• TASK INSTRUCTIONS: Turn every line of the items below into a JSON list of strings, one string per line, with blank lines left out.

• DATASET ROWS:
□ □ □ □ □ □ □

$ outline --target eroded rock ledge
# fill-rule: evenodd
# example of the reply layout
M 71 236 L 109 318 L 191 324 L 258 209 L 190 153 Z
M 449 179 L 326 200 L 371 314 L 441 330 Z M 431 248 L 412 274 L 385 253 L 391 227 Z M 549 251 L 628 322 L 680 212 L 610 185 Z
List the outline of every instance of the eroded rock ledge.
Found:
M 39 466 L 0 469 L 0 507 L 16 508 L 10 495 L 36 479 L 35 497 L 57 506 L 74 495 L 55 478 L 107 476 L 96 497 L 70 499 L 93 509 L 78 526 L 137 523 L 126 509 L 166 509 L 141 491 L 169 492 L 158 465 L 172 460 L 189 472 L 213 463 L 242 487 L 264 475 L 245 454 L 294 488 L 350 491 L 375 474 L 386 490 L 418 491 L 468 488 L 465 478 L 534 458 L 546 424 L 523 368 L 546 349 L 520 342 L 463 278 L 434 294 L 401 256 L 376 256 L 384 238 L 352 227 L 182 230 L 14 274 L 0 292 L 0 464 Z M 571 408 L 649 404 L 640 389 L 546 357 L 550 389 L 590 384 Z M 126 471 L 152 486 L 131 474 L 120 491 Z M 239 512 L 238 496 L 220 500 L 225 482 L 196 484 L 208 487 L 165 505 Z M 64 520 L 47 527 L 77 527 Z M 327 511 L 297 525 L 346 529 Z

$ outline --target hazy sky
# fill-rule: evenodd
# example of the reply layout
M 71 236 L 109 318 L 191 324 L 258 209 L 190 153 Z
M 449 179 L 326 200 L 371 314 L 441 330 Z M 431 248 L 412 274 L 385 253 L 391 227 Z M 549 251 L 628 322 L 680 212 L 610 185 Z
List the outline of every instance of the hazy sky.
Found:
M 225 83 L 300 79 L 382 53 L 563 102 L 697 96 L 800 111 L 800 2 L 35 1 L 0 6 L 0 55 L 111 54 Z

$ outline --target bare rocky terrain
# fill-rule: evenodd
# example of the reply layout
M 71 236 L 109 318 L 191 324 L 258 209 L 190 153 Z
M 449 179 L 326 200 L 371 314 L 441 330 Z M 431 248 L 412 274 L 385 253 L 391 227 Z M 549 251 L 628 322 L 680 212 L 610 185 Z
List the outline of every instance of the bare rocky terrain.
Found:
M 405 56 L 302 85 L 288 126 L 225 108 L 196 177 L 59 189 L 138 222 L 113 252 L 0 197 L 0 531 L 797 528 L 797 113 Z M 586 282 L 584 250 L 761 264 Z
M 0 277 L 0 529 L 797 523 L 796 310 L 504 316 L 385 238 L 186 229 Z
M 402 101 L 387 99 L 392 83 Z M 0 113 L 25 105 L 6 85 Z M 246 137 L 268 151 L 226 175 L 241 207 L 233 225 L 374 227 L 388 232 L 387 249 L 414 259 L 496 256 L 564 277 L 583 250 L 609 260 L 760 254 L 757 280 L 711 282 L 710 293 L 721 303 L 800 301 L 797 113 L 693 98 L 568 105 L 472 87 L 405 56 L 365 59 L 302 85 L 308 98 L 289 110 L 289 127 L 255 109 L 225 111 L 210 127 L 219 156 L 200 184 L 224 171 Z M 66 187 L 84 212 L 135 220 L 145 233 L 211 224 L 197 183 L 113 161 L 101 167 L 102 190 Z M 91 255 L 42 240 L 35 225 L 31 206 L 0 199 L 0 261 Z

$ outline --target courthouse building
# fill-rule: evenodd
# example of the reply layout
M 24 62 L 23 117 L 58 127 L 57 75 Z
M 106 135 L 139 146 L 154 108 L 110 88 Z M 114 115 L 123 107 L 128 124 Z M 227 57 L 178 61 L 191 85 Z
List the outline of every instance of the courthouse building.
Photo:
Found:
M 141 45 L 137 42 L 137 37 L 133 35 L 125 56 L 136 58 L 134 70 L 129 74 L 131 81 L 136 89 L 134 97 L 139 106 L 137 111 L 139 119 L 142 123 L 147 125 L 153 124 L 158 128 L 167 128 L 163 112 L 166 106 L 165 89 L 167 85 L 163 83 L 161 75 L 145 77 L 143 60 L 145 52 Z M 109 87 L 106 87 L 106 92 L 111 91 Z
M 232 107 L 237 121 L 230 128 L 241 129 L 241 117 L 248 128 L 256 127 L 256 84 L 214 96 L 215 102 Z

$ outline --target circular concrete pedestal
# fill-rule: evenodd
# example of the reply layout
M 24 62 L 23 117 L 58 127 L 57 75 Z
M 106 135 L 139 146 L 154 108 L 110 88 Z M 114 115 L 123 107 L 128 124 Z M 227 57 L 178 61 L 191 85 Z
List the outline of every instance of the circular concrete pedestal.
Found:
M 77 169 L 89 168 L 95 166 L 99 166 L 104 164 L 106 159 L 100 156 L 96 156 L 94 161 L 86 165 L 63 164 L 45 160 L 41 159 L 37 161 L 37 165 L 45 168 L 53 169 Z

□ □ □ □ □ □ □

• EXERCISE SOLUTION:
[
  "$ outline --target eroded rock ledge",
  "# fill-rule: evenodd",
  "# example of the reply layout",
  "M 71 236 L 109 318 L 191 324 L 258 209 L 190 153 Z",
  "M 449 179 L 326 200 L 371 314 L 441 330 Z M 431 248 L 412 274 L 385 253 L 391 227 Z M 549 251 L 628 322 L 680 212 L 610 185 Z",
  "List the outline of every instance of the eroded rock ledge.",
  "Found:",
  "M 39 466 L 0 469 L 0 507 L 16 508 L 10 495 L 36 479 L 35 497 L 57 506 L 74 495 L 55 478 L 107 476 L 96 497 L 70 499 L 93 509 L 78 526 L 137 523 L 126 509 L 166 509 L 141 491 L 169 492 L 158 465 L 172 460 L 189 472 L 213 463 L 242 487 L 264 475 L 245 454 L 294 488 L 350 491 L 375 474 L 386 490 L 418 491 L 468 488 L 465 478 L 534 458 L 546 424 L 523 368 L 546 349 L 520 342 L 463 278 L 434 294 L 401 256 L 376 256 L 384 238 L 352 227 L 182 230 L 14 274 L 0 292 L 0 464 Z M 571 408 L 649 404 L 640 389 L 546 357 L 550 389 L 590 384 Z M 126 471 L 152 486 L 131 474 L 120 491 Z M 239 512 L 238 496 L 220 500 L 225 482 L 196 484 L 208 487 L 165 505 Z M 64 520 L 47 527 L 77 527 Z M 327 511 L 297 525 L 346 529 Z",
  "$ outline --target hazy sky",
  "# fill-rule: evenodd",
  "# example of the reply layout",
  "M 71 236 L 109 318 L 191 324 L 258 209 L 190 153 Z",
  "M 449 179 L 326 200 L 371 314 L 441 330 Z M 431 248 L 412 274 L 385 253 L 391 227 Z M 549 251 L 628 322 L 680 212 L 610 185 Z",
  "List the outline of every instance of the hazy sky.",
  "Found:",
  "M 225 83 L 300 79 L 382 53 L 563 102 L 697 96 L 800 111 L 800 2 L 35 1 L 0 6 L 0 55 L 111 54 Z",
  "$ outline --target bare rocky terrain",
  "# fill-rule: evenodd",
  "# example of the reply layout",
  "M 71 236 L 109 318 L 191 324 L 258 209 L 190 153 Z",
  "M 449 179 L 326 200 L 371 314 L 441 330 Z M 431 248 L 412 274 L 385 253 L 391 227 Z M 549 251 L 628 322 L 680 212 L 610 185 Z",
  "List the outline of every instance of the bare rocky terrain.",
  "Found:",
  "M 405 56 L 302 85 L 288 126 L 225 108 L 196 177 L 59 189 L 138 222 L 113 252 L 0 197 L 0 531 L 797 528 L 797 113 Z M 586 282 L 584 250 L 761 264 Z",
  "M 0 277 L 0 529 L 797 523 L 796 310 L 504 316 L 385 238 L 186 229 Z",
  "M 402 101 L 387 99 L 392 83 Z M 0 113 L 25 105 L 6 85 Z M 246 137 L 268 151 L 226 175 L 241 207 L 233 225 L 374 227 L 388 232 L 387 249 L 414 259 L 496 256 L 564 277 L 583 250 L 609 260 L 760 254 L 757 280 L 711 282 L 710 293 L 721 303 L 800 301 L 797 113 L 693 98 L 568 105 L 472 87 L 405 56 L 365 59 L 302 85 L 308 98 L 289 110 L 289 127 L 255 109 L 225 111 L 210 127 L 219 156 L 200 184 L 224 171 Z M 66 187 L 84 212 L 135 220 L 145 233 L 211 224 L 197 183 L 113 161 L 101 167 L 102 190 Z M 91 255 L 42 240 L 35 225 L 31 206 L 0 199 L 0 261 Z",
  "$ outline --target courthouse building",
  "# fill-rule: evenodd",
  "# example of the reply layout",
  "M 24 62 L 23 117 L 58 127 L 57 75 Z",
  "M 106 135 L 139 146 L 154 108 L 110 88 Z M 114 115 L 123 107 L 128 124 Z M 227 57 L 178 61 L 191 85 Z",
  "List the outline of every instance of the courthouse building.",
  "Photo:",
  "Found:",
  "M 141 45 L 137 42 L 137 37 L 133 35 L 125 56 L 136 58 L 134 70 L 129 74 L 131 81 L 136 89 L 134 97 L 139 106 L 137 111 L 139 119 L 142 123 L 147 125 L 153 124 L 158 128 L 167 128 L 163 112 L 166 106 L 165 89 L 167 85 L 163 83 L 161 75 L 145 77 L 143 60 L 145 52 Z M 109 87 L 106 87 L 106 92 L 111 91 Z",
  "M 232 107 L 237 121 L 230 128 L 241 129 L 241 117 L 248 128 L 256 127 L 256 84 L 214 96 L 215 102 Z",
  "$ outline --target circular concrete pedestal",
  "# fill-rule: evenodd",
  "# example of the reply layout",
  "M 24 62 L 23 117 L 58 127 L 57 75 Z",
  "M 106 135 L 139 146 L 154 108 L 110 88 Z M 114 115 L 123 107 L 128 124 Z M 227 57 L 178 61 L 191 85 Z",
  "List the outline of every instance of the circular concrete pedestal.",
  "Found:",
  "M 77 169 L 89 168 L 95 166 L 99 166 L 104 164 L 106 159 L 100 156 L 96 156 L 94 161 L 86 165 L 63 164 L 45 160 L 41 159 L 37 161 L 37 165 L 45 168 L 53 169 Z"
]